Problem details
Switch every "single point" in the items below to "one point", keeping all other text the same.

━━━━━ Dataset extract ━━━━━

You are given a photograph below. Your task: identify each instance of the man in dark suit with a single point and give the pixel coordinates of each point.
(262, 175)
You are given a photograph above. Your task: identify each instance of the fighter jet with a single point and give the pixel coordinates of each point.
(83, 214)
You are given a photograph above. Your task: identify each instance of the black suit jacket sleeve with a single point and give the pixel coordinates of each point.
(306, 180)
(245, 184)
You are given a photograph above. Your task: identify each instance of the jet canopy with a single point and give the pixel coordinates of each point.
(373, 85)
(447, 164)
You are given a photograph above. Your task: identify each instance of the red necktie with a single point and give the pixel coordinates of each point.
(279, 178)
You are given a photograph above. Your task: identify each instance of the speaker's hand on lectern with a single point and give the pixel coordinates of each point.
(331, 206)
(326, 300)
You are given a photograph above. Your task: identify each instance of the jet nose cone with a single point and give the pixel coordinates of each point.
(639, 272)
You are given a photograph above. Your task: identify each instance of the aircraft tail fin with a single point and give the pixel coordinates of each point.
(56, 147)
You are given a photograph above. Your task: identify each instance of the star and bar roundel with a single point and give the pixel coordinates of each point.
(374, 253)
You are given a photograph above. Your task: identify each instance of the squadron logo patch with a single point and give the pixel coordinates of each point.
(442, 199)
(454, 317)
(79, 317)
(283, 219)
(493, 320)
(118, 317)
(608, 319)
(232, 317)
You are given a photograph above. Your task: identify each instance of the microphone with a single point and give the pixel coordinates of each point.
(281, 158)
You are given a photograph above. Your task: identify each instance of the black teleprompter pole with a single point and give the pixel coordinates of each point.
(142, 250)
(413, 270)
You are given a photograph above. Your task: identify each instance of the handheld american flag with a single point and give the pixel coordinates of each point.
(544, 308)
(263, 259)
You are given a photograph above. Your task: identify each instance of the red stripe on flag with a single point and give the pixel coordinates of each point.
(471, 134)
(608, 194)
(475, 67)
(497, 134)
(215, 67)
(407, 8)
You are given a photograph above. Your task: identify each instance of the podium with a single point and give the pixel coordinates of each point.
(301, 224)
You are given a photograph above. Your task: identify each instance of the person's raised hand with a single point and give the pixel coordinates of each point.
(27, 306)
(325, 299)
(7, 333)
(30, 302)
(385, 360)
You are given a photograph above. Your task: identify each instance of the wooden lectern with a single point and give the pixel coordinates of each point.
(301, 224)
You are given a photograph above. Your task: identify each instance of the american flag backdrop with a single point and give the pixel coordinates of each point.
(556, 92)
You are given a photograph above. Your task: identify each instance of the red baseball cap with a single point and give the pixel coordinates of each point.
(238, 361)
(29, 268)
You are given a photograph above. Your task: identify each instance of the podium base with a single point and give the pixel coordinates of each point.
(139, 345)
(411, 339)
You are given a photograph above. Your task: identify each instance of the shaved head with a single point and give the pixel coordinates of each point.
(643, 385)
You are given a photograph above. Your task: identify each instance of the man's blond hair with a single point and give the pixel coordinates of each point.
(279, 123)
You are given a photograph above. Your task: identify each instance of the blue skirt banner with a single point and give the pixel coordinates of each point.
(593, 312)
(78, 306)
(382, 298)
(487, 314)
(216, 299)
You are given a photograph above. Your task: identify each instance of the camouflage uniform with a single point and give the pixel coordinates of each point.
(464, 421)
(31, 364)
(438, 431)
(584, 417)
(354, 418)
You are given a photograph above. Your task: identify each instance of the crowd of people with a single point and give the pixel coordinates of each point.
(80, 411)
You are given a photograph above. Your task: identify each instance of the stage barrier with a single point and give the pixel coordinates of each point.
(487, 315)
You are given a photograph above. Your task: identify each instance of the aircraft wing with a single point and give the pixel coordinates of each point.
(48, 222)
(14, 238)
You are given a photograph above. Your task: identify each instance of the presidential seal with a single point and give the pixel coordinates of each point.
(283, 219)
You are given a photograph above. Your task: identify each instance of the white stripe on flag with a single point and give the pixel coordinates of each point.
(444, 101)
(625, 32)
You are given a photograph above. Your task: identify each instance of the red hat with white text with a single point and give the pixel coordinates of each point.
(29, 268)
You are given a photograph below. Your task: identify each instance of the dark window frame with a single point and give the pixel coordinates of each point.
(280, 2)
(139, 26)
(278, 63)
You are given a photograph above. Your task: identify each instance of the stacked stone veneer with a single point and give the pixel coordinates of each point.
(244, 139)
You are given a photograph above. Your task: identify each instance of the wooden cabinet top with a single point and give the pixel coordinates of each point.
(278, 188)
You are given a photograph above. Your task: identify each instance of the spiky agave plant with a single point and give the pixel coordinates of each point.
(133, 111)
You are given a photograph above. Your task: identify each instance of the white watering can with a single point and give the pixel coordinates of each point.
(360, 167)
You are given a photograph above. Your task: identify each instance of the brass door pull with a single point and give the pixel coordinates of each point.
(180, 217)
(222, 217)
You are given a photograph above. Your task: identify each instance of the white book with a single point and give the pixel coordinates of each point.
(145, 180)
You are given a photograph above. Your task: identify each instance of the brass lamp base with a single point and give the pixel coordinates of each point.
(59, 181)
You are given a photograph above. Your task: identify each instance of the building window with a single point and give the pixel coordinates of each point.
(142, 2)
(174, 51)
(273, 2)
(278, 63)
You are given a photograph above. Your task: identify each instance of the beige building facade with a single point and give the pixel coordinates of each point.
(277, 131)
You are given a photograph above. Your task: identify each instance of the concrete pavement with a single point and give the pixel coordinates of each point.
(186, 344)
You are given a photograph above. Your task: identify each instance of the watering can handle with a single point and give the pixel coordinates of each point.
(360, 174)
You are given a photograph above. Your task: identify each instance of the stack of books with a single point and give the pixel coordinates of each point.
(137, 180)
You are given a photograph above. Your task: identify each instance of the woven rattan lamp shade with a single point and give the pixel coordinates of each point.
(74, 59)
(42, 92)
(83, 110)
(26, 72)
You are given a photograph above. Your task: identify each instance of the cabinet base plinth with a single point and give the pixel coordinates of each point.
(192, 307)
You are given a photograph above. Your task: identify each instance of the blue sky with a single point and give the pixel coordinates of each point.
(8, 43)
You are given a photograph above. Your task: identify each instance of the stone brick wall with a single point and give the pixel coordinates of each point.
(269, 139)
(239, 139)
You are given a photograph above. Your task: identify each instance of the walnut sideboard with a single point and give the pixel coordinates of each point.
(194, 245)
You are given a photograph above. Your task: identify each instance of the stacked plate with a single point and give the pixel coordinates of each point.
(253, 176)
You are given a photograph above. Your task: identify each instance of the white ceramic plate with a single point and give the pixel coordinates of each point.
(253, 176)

━━━━━

Exercise answer
You are given a photograph below. Your task: identify each instance of the man in dark suit with a one point and give the pixel coordinates of each point.
(262, 175)
You are given a photograph above. Your task: identify each instance of the fighter jet with a one point and give the pixel coordinates of each point.
(83, 214)
You are given a photograph above. Your task: identify each instance of the black suit jacket sleeve with a one point and give the pixel coordinates of each point.
(306, 180)
(245, 184)
You are given a photograph above. Your task: identify each instance of the jet canopy with a one point and give the pixel coordinates of each point.
(373, 85)
(447, 164)
You are given a photograph above. Your task: identify each instance of the red necktie with a one point and give the pixel coordinates of each point.
(279, 178)
You are given a photograph above. Your task: identify each instance of the speaker's hand on lectern with a one point and give the pixel coordinates of each point.
(331, 206)
(326, 300)
You are given a photograph above. Your task: identify each instance of the jet nose cone with a one point and give the pixel coordinates of each point.
(639, 272)
You are given a photograph above. Your task: identify each instance of the aircraft tail fin with a one point and give the pixel coordinates of each point.
(56, 147)
You are given a photograph above. Your task: identify each instance of the star and bar roundel with a one point and give the pixel coordinates of each point.
(374, 253)
You are given a photograph above. Your task: identify each instance of the squadron logo patch with a one point and give the pixel coordinates of each point.
(442, 199)
(454, 317)
(79, 317)
(283, 219)
(493, 320)
(118, 317)
(608, 319)
(232, 317)
You are given a photograph above. Your task: identify each instance of the microphone with a one point and give the pixel coordinates of each point.
(281, 158)
You are given a photograph above. Your task: identify each instance of the black teleprompter pole with a one point and give the pixel coordinates of each point.
(142, 250)
(413, 270)
You are given a photograph above. Your task: identify each instance of the handheld american flag with a one point and give the pixel coordinates of each point.
(544, 308)
(263, 259)
You are given a photograph above. Your task: identify each instance of the red stripe on flag with a one point and give the pixel coordinates of each point.
(471, 134)
(608, 194)
(475, 67)
(497, 134)
(215, 67)
(407, 8)
You are given a photograph above. Your task: identify each instance of the podium with a one point and give the pixel coordinates of each point.
(301, 224)
You are given a photograph above. Your task: identify each instance of the person's raised hand with a one point and give the pixel coordinates of each point.
(27, 306)
(325, 299)
(7, 333)
(30, 302)
(385, 360)
You are given a photograph above. Your task: identify each instance of the wooden lectern with a one point and give the pixel coordinates of each point.
(301, 224)
You are given a photograph above. Your task: identify each instance of the american flag backdrop with a one point and give the pixel coordinates of each point.
(556, 92)
You are given a photograph above. Your task: identify each instance of the red baseball cap with a one point and give the pixel coordinates of each point.
(238, 361)
(29, 268)
You are given a photograph above. Your task: identify each instance of the podium base with a one point and give the pixel coordinates of each point.
(139, 345)
(411, 339)
You are given a photograph above. Your task: identify each instance of the shaved head with a one point and give the pixel coordinates of each point.
(643, 385)
You are given a photograph above. Your task: identify each instance of the man's blond hair with a one point and give the pixel coordinates of each point.
(279, 123)
You are given a photograph above. Your task: identify each instance of the blue skirt banner with a one point and give the pixel coordinates of each point.
(593, 312)
(78, 306)
(382, 298)
(487, 314)
(216, 299)
You are given a photograph above. Your task: identify each instance of the camouflage uniform with a one point and give the pixel coordinates of each point.
(464, 421)
(31, 364)
(438, 431)
(584, 417)
(354, 418)
You are given a photograph above. Your task: identify each instance of the crowd of people with a one point and give the pixel coordinates of each point.
(80, 411)
You are given a photograph above. Your task: identify each instance of the stage barrier with a one point and give the pixel coordinates of each point.
(487, 315)
You are given a photograph above. Your task: identify each instance of the aircraft wing with a one point and give the pixel coordinates of each point.
(48, 222)
(14, 238)
You are given a photograph above. Your task: identify each instance of the presidential seal with a one point and give the pixel coordinates of each point.
(283, 219)
You are given a photograph above. Your task: identify each instance of the white stripe on flag with a one point and give the pixel coordinates of each point.
(444, 101)
(625, 32)
You are given a photograph above. Your task: identify each instance of the red hat with white text with a one point and give the pixel coordinates of each point.
(29, 268)
You are given a photograph below. Your task: identify each instance of the dark window frame with a one point and give the pixel coordinates of each point.
(280, 2)
(139, 26)
(278, 63)
You are given a photograph above. Your task: identify each instance of the stacked stone veneer with a one point and give the pixel coordinates of each point.
(244, 139)
You are given a photograph above. Your task: identify each instance of the wooden cabinet top with a one point and give the pixel coordinates of each point.
(278, 188)
You are given a photograph above. Your task: identify each instance of the spiky agave plant with a one point and give the pixel coordinates of each point.
(133, 111)
You are given a photograph above. Your task: identify each instance of the white watering can with a one point and give the pixel coordinates of each point.
(360, 167)
You are given a photograph above. Your task: identify each instance of the brass door pull with a one point and give the pixel coordinates of each point.
(180, 217)
(222, 217)
You are given a photograph above. Your task: identify each instance of the white book with a one point and give the pixel coordinates of each point.
(145, 180)
You are given a photograph above. Your task: identify each instance of the brass lamp base with a one point and give the pixel coordinates of each point.
(59, 181)
You are given a photograph above. Your task: identify each instance of the building window with a one point and give the pixel coordinates of each point.
(142, 2)
(174, 51)
(273, 2)
(278, 63)
You are given a photograph above. Your task: identify each instance of the beige building facade with a one point and give the pixel coordinates of each point.
(277, 131)
You are given a photograph above. Your task: identify each instance of the concrete pavement with a one point and give the pixel coordinates of each point.
(186, 344)
You are given a photograph above. Your task: identify each instance of the watering can handle with a one point and give the pixel coordinates of each point.
(360, 174)
You are given a photograph above. Your task: identify each instance of the stack of books with a one point and give the pixel coordinates of each point.
(137, 180)
You are given a photograph above. Your task: identify each instance of the woven rattan lamp shade with a one point and give the pixel coordinates of each point.
(74, 59)
(42, 92)
(83, 110)
(26, 72)
You are given a photograph above. Your task: identify each instance of the cabinet base plinth with a one point and give the pixel coordinates of each point.
(192, 307)
You are given a photograph above. Your task: identify each instance of the blue sky with a one point and give the pixel coordinates of each point.
(8, 43)
You are given a photograph above. Your task: identify each instance of the stone brick wall with a one point and give the pixel coordinates of each point.
(269, 139)
(239, 139)
You are given a photograph above. Your task: identify each instance of the walnut sideboard with a one point and give the pixel coordinates of each point.
(194, 245)
You are given a photograph above. Your task: identify each instance of the stacked plate with a one point and give the pixel coordinates of each point.
(253, 176)
You are given a photograph above. Your task: identify each instance of the white ceramic plate with a one point and give the pixel coordinates of each point.
(253, 176)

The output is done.